____ BEREITGESTELLTES MATERIAL

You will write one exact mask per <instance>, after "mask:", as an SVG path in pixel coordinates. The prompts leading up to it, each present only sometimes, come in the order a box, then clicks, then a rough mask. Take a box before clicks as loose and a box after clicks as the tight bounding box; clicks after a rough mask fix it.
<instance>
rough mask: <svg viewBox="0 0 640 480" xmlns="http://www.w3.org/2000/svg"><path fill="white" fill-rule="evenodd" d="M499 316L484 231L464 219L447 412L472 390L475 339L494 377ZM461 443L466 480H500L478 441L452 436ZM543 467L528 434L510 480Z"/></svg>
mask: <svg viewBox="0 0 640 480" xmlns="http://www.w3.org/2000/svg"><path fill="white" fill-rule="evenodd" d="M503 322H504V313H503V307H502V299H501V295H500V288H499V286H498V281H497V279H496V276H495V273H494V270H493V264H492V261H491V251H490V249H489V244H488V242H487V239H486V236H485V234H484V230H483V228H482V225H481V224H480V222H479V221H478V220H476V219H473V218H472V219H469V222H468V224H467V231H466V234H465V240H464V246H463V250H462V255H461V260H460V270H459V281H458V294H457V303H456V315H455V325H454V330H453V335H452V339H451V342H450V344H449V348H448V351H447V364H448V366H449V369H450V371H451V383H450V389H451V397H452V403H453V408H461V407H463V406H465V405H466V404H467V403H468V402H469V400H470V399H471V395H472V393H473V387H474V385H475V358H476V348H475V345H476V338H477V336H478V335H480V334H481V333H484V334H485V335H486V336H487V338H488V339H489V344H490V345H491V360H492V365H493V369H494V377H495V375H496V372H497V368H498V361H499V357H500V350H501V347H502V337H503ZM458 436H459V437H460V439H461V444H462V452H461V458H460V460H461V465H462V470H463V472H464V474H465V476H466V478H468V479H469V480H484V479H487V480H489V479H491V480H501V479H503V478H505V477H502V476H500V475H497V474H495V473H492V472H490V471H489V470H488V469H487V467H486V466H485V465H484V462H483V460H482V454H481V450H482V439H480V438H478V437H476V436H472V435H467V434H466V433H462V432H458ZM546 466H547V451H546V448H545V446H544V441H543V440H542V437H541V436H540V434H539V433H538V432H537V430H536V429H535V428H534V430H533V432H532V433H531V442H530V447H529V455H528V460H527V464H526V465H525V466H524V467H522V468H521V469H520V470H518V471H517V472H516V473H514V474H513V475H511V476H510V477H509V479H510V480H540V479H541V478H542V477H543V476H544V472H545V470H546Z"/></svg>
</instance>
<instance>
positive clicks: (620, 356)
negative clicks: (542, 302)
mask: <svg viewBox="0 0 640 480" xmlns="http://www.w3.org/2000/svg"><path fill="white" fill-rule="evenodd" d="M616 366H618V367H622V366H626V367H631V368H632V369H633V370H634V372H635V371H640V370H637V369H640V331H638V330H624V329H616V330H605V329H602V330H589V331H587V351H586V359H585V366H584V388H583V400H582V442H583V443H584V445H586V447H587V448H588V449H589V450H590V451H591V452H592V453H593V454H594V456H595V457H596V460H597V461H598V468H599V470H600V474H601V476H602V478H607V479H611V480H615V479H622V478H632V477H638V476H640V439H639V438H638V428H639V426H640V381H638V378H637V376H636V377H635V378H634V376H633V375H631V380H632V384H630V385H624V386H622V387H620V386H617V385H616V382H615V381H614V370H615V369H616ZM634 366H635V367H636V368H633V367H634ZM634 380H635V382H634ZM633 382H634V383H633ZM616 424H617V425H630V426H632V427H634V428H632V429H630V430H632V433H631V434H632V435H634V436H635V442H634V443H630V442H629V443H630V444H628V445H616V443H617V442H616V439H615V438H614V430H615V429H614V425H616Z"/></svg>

________

Kannst du alle Zeilen noch einmal wiedergeben und dabei „rough mask“ gegen „coarse mask“ austauschen, ohne sonst etwas zu verändern?

You will write one exact mask per <instance>, after "mask:", as an SVG path in pixel coordinates. The prompts leading up to it, each present only sometimes, come in the order a box, then clicks, then a coarse mask. Take a box before clicks as loose and a box after clicks as the tight bounding box; clicks after a coarse mask fix it.
<instance>
coarse mask: <svg viewBox="0 0 640 480" xmlns="http://www.w3.org/2000/svg"><path fill="white" fill-rule="evenodd" d="M499 316L484 231L464 219L447 412L472 390L475 339L494 377ZM461 443L466 480H500L478 441L452 436ZM543 467L528 434L510 480Z"/></svg>
mask: <svg viewBox="0 0 640 480" xmlns="http://www.w3.org/2000/svg"><path fill="white" fill-rule="evenodd" d="M503 322H504V313H503V307H502V299H501V295H500V288H499V286H498V281H497V279H496V276H495V273H494V270H493V264H492V261H491V251H490V249H489V244H488V242H487V239H486V236H485V234H484V230H483V228H482V225H481V224H480V222H479V221H478V220H476V219H473V218H472V219H469V222H468V224H467V231H466V234H465V240H464V246H463V250H462V255H461V260H460V270H459V281H458V294H457V303H456V315H455V325H454V330H453V335H452V339H451V342H450V344H449V348H448V351H447V364H448V366H449V369H450V371H451V383H450V389H451V397H452V403H453V408H461V407H463V406H465V405H466V404H467V403H468V402H469V400H470V399H471V395H472V393H473V387H474V385H475V358H476V348H475V345H476V338H477V336H478V335H480V334H481V333H484V334H485V335H486V336H487V338H488V339H489V344H490V345H491V360H492V365H493V369H494V377H495V375H496V372H497V368H498V361H499V357H500V350H501V347H502V337H503ZM458 436H459V437H460V439H461V444H462V452H461V458H460V460H461V465H462V470H463V472H464V474H465V476H466V478H468V479H469V480H484V479H487V480H489V479H491V480H501V479H503V478H505V477H502V476H500V475H497V474H495V473H492V472H490V471H489V470H488V469H487V467H486V466H485V465H484V462H483V460H482V454H481V450H482V439H480V438H478V437H476V436H472V435H467V434H466V433H462V432H458ZM546 466H547V451H546V448H545V446H544V441H543V440H542V437H541V436H540V434H539V433H538V432H537V430H536V429H535V428H534V430H533V432H532V433H531V442H530V447H529V455H528V460H527V464H526V465H525V466H524V467H522V468H521V469H520V470H518V471H517V472H516V473H514V474H513V475H511V476H510V477H509V479H510V480H540V479H541V478H542V477H543V476H544V472H545V470H546Z"/></svg>
</instance>
<instance>
positive clicks: (620, 356)
negative clicks: (542, 302)
mask: <svg viewBox="0 0 640 480" xmlns="http://www.w3.org/2000/svg"><path fill="white" fill-rule="evenodd" d="M616 366H618V367H622V366H626V367H631V368H632V369H633V370H634V372H635V371H640V370H637V369H640V331H638V330H624V329H616V330H605V329H602V330H589V331H587V351H586V359H585V366H584V388H583V400H582V442H583V443H584V445H586V447H587V448H588V449H589V450H590V451H591V452H592V453H593V454H594V456H595V457H596V460H597V461H598V468H599V470H600V474H601V476H602V478H607V479H611V480H615V479H622V478H632V477H638V476H640V439H639V438H638V428H639V426H640V381H638V378H637V376H636V377H635V378H634V376H633V375H631V380H632V384H630V385H624V386H622V387H620V386H617V385H616V382H615V381H614V370H615V369H616ZM634 366H635V367H636V368H633V367H634ZM634 380H635V382H634ZM633 382H634V383H633ZM616 424H617V425H630V426H632V427H634V428H632V429H630V430H632V433H631V434H632V435H634V436H635V442H634V443H630V442H629V443H630V444H628V445H616V443H617V442H616V439H615V438H614V430H615V429H614V425H616Z"/></svg>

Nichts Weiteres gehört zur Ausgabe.